The good news for Mandarin learners is that once you get beyond the difficulty of tones or memorizing characters, Chinese grammar and word structure itself is remarkably simple and easy to comprehend, a lot easier than English. In fact, it may be the simplest in the world.

“Computer,” in Chinese, is “electronic brain.”
“Elevator” is “electric ladder.”
“Windshield” is “block-wind glass.”
“(computer) mouse” is “sliding rodent.”
“Refrigerator” is “cold box.”
“Airplane” is “flying machine.”
“Kangaroo” is “bag rodent.”
“Owl” is “cat-head bird.”

Once you learn the individual characters, the words that ensue, from being able to piece them together, are highly intuitive. Whereas a Chinese person could gaze at the English words “kaleidoscope”, “kindergarten,” “miscellaneous,” or “rendezvous” and be like…wut?

What are the Chinese words for “kaleidoscope,” “kindergarten,” “miscellaneous,” and “rendezvous”?

Kaleidoscope = wan hua tong, “ten-thousand-flowers tube”
Kindergarten = youziyuan or youeryuan, a bit hard to translate, but basically, “young children’s institute”
Miscellaneous = zalei, “various types” (or, “many categories”)
Rendezvous = hueihe, “group unite” or “(more than one party) unite”

• _EXTRACTED MATERIAL_:

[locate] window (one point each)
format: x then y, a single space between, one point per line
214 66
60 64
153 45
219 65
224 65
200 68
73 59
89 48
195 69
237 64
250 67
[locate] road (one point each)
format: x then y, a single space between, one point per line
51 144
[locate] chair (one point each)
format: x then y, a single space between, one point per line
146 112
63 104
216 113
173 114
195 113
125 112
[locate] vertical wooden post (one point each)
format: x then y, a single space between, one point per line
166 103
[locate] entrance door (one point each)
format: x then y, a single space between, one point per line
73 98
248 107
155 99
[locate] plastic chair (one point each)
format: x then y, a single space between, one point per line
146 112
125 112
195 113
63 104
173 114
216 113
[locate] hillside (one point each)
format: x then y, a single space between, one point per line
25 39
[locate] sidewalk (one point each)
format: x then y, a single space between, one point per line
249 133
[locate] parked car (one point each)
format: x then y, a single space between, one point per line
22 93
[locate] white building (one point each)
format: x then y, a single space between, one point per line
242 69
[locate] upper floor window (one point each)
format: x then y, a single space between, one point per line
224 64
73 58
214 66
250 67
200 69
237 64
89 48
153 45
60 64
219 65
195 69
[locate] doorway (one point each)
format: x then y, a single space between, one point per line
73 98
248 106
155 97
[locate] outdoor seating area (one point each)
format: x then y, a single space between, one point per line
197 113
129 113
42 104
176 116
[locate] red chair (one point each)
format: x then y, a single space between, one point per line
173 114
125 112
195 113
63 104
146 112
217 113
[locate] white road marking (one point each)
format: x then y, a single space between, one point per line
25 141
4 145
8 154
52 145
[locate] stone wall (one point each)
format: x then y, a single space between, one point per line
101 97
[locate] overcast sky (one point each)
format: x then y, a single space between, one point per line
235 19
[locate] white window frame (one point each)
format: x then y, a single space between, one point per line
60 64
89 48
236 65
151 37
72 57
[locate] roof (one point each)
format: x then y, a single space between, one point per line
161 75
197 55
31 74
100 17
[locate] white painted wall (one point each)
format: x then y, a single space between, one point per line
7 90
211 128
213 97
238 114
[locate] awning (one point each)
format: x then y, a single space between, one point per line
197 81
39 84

• _WHAT YOU NEED TO DO_:
A) For each statement about the passage on Chinese word structure, answer yes or no and quote the words of the passage that decide it. (i) The Chinese word for "owl" is given as "cat-head bird." (ii) The Chinese word for "refrigerator" is given as "ice machine." (iii) The Chinese word for "kindergarten" is described as easy to translate.
B) According to the passage on Chinese word structure, what is the literal meaning of wan hua tong, the Chinese word for "kaleidoscope"?
C) Summarize the passage on Chinese word structure in two sentences.

• _TASK SOLUTIONS_:
A)
(i) Yes: "“Owl” is “cat-head bird.”"
(ii) No: "“Refrigerator” is “cold box.”"
(iii) No: "a bit hard to translate, but basically, “young children’s institute”"

B) It means "ten-thousand-flowers tube."

C) Once tones and characters are mastered, Chinese grammar and word structure are remarkably simple, far easier than English and possibly the simplest in the world. Chinese words are built intuitively from individual characters, as with "electronic brain" for "computer" and "ten-thousand-flowers tube" for "kaleidoscope," whereas English words such as "kaleidoscope" and "rendezvous" could leave a Chinese speaker puzzled.